— start Task inputs —

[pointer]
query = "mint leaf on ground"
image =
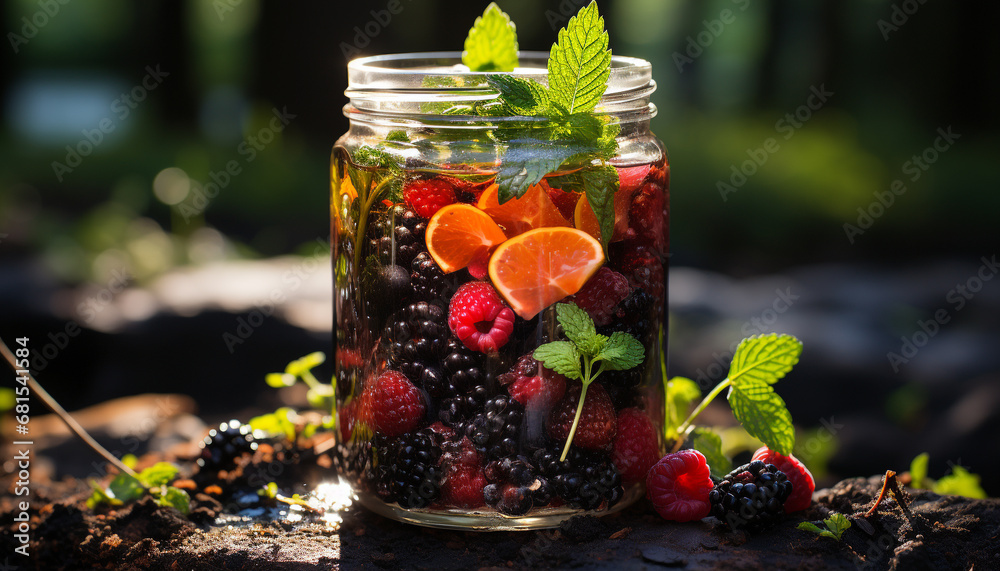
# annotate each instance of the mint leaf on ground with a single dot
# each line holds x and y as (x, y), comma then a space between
(520, 96)
(764, 358)
(561, 357)
(763, 414)
(580, 62)
(492, 42)
(709, 443)
(621, 352)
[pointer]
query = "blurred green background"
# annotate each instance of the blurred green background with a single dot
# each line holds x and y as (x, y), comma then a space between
(728, 72)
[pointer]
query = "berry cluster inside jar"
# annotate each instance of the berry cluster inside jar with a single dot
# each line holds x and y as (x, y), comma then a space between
(447, 293)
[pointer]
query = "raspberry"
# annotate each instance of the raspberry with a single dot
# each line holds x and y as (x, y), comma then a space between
(392, 406)
(463, 486)
(640, 263)
(602, 292)
(802, 481)
(428, 196)
(647, 215)
(533, 385)
(480, 318)
(679, 485)
(751, 496)
(597, 425)
(636, 446)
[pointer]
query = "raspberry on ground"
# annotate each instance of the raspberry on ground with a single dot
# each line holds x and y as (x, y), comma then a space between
(679, 485)
(602, 292)
(636, 445)
(802, 481)
(532, 385)
(393, 405)
(463, 486)
(426, 197)
(597, 426)
(479, 317)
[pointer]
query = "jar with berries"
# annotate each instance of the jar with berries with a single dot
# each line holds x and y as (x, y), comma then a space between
(500, 249)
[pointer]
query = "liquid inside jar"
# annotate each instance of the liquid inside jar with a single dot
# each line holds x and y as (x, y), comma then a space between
(445, 417)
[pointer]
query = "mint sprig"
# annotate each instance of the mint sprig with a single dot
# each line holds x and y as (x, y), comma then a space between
(759, 362)
(586, 350)
(492, 42)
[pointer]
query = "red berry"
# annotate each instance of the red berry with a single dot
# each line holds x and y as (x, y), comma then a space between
(428, 196)
(602, 292)
(346, 416)
(802, 481)
(532, 385)
(392, 406)
(678, 485)
(641, 265)
(480, 318)
(636, 445)
(647, 216)
(463, 486)
(597, 425)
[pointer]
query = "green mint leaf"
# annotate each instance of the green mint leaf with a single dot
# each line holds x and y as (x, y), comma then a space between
(524, 165)
(960, 483)
(175, 498)
(706, 441)
(764, 358)
(763, 414)
(561, 357)
(918, 471)
(158, 474)
(492, 42)
(398, 135)
(126, 488)
(519, 96)
(580, 62)
(837, 523)
(680, 393)
(576, 323)
(621, 352)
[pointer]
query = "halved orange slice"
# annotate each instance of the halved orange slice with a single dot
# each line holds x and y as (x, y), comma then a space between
(533, 210)
(460, 233)
(540, 267)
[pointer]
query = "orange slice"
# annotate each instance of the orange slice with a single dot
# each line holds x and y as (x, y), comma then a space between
(458, 234)
(533, 210)
(540, 267)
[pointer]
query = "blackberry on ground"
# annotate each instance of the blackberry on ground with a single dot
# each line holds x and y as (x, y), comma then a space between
(429, 282)
(225, 445)
(751, 496)
(417, 337)
(515, 486)
(586, 479)
(496, 431)
(398, 236)
(633, 315)
(407, 469)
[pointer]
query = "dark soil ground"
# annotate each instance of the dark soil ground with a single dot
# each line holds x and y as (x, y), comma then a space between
(944, 532)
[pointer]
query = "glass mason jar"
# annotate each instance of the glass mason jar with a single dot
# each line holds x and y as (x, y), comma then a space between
(445, 419)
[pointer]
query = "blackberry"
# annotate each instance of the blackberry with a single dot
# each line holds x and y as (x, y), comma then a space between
(634, 315)
(515, 486)
(225, 445)
(751, 496)
(398, 236)
(407, 469)
(416, 337)
(496, 431)
(429, 282)
(584, 480)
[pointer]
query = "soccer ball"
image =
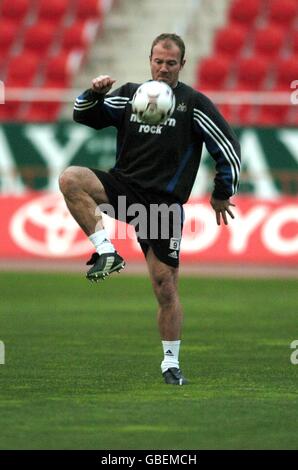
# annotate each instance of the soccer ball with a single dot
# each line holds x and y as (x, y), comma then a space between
(153, 102)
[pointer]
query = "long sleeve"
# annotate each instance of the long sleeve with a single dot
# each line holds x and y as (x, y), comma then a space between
(222, 145)
(99, 111)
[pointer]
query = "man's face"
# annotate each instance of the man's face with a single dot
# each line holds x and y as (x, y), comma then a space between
(166, 63)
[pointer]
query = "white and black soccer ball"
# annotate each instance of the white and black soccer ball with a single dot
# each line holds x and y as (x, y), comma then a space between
(153, 102)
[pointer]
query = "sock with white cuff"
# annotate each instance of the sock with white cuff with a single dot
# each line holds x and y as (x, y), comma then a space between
(101, 242)
(171, 355)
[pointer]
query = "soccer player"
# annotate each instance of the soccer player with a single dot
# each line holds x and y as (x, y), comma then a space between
(154, 165)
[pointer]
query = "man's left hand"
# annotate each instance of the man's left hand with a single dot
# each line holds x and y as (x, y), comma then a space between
(222, 207)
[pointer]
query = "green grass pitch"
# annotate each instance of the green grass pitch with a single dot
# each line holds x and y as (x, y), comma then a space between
(82, 365)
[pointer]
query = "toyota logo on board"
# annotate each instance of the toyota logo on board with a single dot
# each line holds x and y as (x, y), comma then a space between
(45, 227)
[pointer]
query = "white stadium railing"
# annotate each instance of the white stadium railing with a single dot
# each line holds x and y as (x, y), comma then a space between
(222, 97)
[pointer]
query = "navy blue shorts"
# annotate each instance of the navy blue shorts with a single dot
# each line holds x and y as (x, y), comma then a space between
(161, 223)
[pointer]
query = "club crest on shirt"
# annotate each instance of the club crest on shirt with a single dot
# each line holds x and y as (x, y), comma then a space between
(182, 107)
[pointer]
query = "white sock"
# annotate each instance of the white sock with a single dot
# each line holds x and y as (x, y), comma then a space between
(171, 354)
(101, 242)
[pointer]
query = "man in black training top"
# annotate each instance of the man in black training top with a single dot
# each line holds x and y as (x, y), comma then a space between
(154, 165)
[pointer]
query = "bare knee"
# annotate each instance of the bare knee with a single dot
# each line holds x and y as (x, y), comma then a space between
(165, 289)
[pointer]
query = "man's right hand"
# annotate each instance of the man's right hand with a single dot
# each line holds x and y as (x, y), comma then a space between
(102, 84)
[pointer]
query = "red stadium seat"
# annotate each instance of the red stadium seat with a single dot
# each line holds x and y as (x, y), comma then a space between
(39, 37)
(15, 10)
(268, 41)
(251, 73)
(60, 69)
(286, 73)
(59, 72)
(282, 13)
(89, 9)
(294, 41)
(21, 70)
(8, 33)
(212, 73)
(244, 12)
(229, 40)
(53, 10)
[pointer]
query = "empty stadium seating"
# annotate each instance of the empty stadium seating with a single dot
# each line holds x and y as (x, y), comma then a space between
(42, 44)
(256, 51)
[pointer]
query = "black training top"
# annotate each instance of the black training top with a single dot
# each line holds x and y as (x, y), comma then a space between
(165, 158)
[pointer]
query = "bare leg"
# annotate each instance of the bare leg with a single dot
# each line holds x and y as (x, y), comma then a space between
(164, 280)
(82, 192)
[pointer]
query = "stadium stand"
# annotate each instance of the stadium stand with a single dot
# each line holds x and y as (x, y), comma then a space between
(258, 46)
(42, 45)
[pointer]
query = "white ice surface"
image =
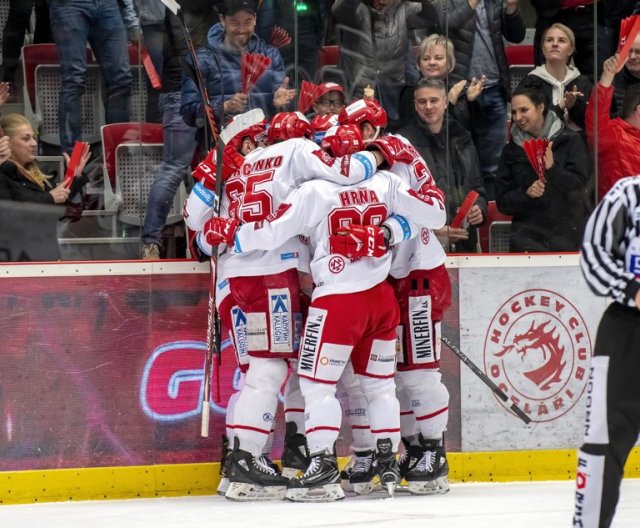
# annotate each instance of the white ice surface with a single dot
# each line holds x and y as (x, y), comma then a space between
(475, 505)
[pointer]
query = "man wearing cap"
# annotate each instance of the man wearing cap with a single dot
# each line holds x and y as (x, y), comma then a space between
(220, 64)
(330, 99)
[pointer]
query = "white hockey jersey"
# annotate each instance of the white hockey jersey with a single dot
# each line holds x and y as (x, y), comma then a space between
(423, 251)
(264, 182)
(318, 208)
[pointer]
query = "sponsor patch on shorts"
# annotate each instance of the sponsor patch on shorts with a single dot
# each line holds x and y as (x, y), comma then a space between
(257, 337)
(421, 330)
(311, 339)
(239, 329)
(281, 331)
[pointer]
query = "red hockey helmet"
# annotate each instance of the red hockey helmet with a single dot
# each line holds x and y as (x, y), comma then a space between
(320, 124)
(288, 125)
(343, 140)
(362, 111)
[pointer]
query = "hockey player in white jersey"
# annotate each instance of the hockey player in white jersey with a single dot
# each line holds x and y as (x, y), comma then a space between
(198, 209)
(423, 290)
(353, 314)
(265, 286)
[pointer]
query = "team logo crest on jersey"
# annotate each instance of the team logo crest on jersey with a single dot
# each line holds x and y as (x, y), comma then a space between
(324, 157)
(281, 323)
(344, 165)
(538, 349)
(336, 264)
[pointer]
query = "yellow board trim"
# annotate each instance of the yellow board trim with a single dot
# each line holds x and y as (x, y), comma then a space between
(20, 487)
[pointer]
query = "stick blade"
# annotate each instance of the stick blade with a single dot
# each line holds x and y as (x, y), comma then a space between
(171, 5)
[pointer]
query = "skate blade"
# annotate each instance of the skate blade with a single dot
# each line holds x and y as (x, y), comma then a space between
(291, 473)
(326, 493)
(240, 491)
(223, 486)
(391, 489)
(347, 486)
(362, 488)
(430, 487)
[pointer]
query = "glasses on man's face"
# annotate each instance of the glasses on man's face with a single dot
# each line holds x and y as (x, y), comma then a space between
(336, 103)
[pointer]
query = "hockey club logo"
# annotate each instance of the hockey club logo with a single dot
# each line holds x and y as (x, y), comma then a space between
(324, 157)
(344, 165)
(537, 350)
(425, 235)
(336, 264)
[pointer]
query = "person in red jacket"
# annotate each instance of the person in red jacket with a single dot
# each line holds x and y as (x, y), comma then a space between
(617, 140)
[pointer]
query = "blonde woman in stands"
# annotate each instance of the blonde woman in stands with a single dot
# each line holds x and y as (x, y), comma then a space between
(564, 85)
(29, 201)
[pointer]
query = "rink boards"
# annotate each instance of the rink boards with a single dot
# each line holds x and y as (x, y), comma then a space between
(101, 383)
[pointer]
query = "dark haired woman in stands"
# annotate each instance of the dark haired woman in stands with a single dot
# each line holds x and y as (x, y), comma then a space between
(29, 201)
(547, 215)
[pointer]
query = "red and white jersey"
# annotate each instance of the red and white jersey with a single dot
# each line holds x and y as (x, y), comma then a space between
(264, 182)
(319, 208)
(423, 251)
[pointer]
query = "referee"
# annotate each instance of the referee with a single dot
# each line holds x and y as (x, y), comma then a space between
(610, 262)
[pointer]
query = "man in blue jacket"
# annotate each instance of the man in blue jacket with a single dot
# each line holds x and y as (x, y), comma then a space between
(220, 63)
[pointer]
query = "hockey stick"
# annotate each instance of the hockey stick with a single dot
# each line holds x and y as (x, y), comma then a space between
(474, 368)
(175, 8)
(240, 123)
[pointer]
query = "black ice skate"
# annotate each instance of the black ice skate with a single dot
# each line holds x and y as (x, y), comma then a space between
(320, 482)
(252, 478)
(387, 466)
(410, 458)
(362, 472)
(295, 456)
(225, 458)
(430, 476)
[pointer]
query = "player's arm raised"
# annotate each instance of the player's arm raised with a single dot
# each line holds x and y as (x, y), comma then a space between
(424, 208)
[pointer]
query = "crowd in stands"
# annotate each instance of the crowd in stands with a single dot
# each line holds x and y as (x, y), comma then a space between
(438, 67)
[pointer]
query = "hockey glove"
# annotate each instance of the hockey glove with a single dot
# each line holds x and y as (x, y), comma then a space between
(205, 172)
(220, 230)
(231, 162)
(431, 194)
(356, 241)
(392, 150)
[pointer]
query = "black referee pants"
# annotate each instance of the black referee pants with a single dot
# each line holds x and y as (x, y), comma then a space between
(612, 420)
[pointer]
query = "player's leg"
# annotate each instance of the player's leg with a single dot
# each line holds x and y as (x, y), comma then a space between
(357, 474)
(334, 324)
(250, 475)
(612, 418)
(270, 307)
(224, 305)
(374, 360)
(295, 455)
(423, 296)
(428, 474)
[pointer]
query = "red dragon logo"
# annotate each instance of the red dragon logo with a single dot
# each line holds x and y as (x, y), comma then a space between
(537, 350)
(547, 342)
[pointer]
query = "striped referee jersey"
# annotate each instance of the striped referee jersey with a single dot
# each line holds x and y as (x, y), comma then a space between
(610, 254)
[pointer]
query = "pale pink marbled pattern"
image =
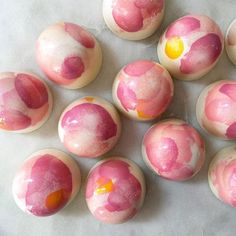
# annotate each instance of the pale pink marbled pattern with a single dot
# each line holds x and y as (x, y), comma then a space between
(183, 27)
(174, 150)
(202, 54)
(123, 200)
(130, 15)
(88, 129)
(37, 179)
(66, 53)
(219, 109)
(222, 175)
(231, 36)
(24, 101)
(144, 87)
(203, 44)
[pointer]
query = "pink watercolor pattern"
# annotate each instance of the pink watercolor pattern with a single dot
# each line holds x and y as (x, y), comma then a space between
(39, 178)
(89, 130)
(145, 87)
(130, 15)
(24, 101)
(122, 201)
(222, 175)
(204, 41)
(220, 109)
(174, 150)
(72, 66)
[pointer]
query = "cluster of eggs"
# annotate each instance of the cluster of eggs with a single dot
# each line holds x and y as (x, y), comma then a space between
(89, 127)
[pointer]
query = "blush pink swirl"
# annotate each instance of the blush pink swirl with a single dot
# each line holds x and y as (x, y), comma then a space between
(174, 150)
(222, 175)
(216, 109)
(191, 46)
(69, 55)
(115, 190)
(143, 90)
(25, 102)
(46, 182)
(89, 127)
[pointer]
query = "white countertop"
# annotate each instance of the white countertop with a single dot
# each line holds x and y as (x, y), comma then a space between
(182, 209)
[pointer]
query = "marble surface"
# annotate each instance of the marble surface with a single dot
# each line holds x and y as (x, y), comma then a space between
(170, 208)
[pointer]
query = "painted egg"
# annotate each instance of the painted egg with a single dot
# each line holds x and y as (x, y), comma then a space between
(25, 102)
(216, 109)
(143, 90)
(222, 175)
(115, 190)
(89, 127)
(133, 19)
(174, 150)
(46, 182)
(230, 42)
(190, 47)
(69, 55)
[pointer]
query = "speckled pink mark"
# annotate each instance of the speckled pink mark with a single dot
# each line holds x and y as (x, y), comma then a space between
(48, 175)
(220, 106)
(170, 148)
(80, 35)
(130, 15)
(203, 53)
(183, 27)
(76, 119)
(32, 91)
(24, 101)
(126, 191)
(72, 67)
(145, 87)
(89, 130)
(231, 37)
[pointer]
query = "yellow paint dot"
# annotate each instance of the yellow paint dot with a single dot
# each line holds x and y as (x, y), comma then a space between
(104, 187)
(174, 47)
(89, 99)
(54, 199)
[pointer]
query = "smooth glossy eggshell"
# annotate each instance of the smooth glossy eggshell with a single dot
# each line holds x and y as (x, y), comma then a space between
(89, 127)
(190, 47)
(46, 182)
(133, 19)
(143, 90)
(174, 150)
(115, 190)
(69, 55)
(222, 175)
(25, 102)
(216, 109)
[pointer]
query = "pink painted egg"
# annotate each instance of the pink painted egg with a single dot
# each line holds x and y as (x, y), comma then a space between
(89, 127)
(230, 42)
(115, 190)
(69, 55)
(174, 150)
(25, 102)
(216, 109)
(143, 90)
(190, 47)
(133, 19)
(46, 182)
(222, 175)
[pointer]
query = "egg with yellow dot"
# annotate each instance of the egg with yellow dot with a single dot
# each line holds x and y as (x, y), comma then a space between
(46, 182)
(190, 47)
(115, 190)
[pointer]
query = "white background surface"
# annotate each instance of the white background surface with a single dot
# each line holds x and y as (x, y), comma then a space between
(170, 208)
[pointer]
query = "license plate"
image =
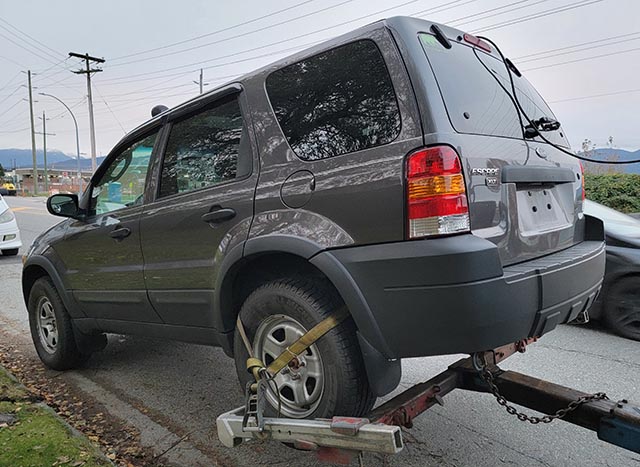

— end Task inputs —

Stated exercise: Please count the lines in the records above that contain the word "yellow". Reply with the number alone.

Result for this exercise: 6